The request:
Repeat everything in the material exactly.

Data records:
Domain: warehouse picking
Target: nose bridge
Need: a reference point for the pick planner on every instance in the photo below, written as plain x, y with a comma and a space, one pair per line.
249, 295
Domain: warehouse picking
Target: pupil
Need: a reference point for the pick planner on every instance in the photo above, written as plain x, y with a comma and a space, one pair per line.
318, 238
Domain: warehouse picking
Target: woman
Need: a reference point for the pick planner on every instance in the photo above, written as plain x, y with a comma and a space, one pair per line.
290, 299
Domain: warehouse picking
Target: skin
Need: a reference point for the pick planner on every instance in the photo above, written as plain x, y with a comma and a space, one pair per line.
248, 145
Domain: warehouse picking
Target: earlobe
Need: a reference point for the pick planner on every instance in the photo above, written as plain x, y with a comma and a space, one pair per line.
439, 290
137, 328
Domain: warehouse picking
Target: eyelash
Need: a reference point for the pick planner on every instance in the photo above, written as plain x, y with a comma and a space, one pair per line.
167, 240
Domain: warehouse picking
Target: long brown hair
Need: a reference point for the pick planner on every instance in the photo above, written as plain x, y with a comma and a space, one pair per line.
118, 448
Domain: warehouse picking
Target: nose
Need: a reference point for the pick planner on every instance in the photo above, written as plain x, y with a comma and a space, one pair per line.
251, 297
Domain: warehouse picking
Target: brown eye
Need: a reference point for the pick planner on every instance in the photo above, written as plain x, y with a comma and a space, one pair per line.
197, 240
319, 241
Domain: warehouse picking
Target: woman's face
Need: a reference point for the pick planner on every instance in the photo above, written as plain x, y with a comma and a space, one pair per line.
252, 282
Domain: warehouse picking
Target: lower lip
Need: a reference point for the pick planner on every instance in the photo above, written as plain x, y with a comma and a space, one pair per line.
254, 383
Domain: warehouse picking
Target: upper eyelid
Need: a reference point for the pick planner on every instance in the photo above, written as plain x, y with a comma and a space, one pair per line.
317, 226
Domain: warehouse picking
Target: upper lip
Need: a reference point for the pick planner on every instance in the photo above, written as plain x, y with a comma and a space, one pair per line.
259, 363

Completed task:
Domain: warehouse picking
Target: nose bridge
Need: a reference point for the pick planner on every instance in the photo below, written as plain x, y with a comma and a space, one pair per line.
249, 295
Domain: warehouse picking
Target: pupil
Need: a reference point for the pick planner on every instance in the photo above, written as plain x, y with a comma and a space, one pair per line.
318, 238
Domain: warehouse picking
Target: woman
Need: a reference point for the pick planner on every instance in the photo above, written as plain x, y with a comma and a space, one pair per line.
290, 299
Domain: warehouse picking
Target: skin
Need: a reference point for the pick planner on every instance in the photo above, written as plain x, y with a comma and a space, one pair per line.
248, 145
Domain: warehouse picking
Target: earlobe
Need: a reference point for the pick planner on every instance in the photo above, written as plain x, y with a comma and a space, one pair per line.
439, 290
137, 328
Domain: warehouse picking
Target: eyelash
Need: a reference point for the pick planner on every instance in the photo above, written as plain x, y with a comma and a space, one pair per line.
167, 240
Domain: warehouse picking
Target: long brown hair
Need: a reference point for the pick planner on every instance in the photo above, written as plain x, y with a comma and a space, one pair per line.
118, 448
Domain: warehouse picking
Target: nose
Need: a reference point for the pick planner on every instance in the photo above, written as plain x, y with a comma and a space, one pair per line.
251, 297
Domain: warehouse picking
Target: brown eye
Need: a reference point for the pick planner on every instance in the photo above, written as plain x, y with a comma and a space, one pair per line.
197, 240
319, 241
Domain: warehouse picking
Target: woman's face
Need: a reference point for the pick planner on every instance in the photo above, written as plain x, y with a comma and a space, one pair per line.
252, 282
Domain: warehouse picking
Target: lower lip
Need: a reference point for the pick planner on every instance in the photo above, written as plain x, y with a comma and a space, one pair per line.
254, 383
Domain: warehouse picking
Target: upper eyelid
Need: a reference point for the pick planner on every instance in the photo above, written as plain x, y with a comma and a space, one pair per line.
317, 226
Domain: warehouse picking
Target: upper lip
Need: a reference point for the pick planner on every instance in the photo above, written as plain x, y with a comma and a space, one pair per line.
259, 363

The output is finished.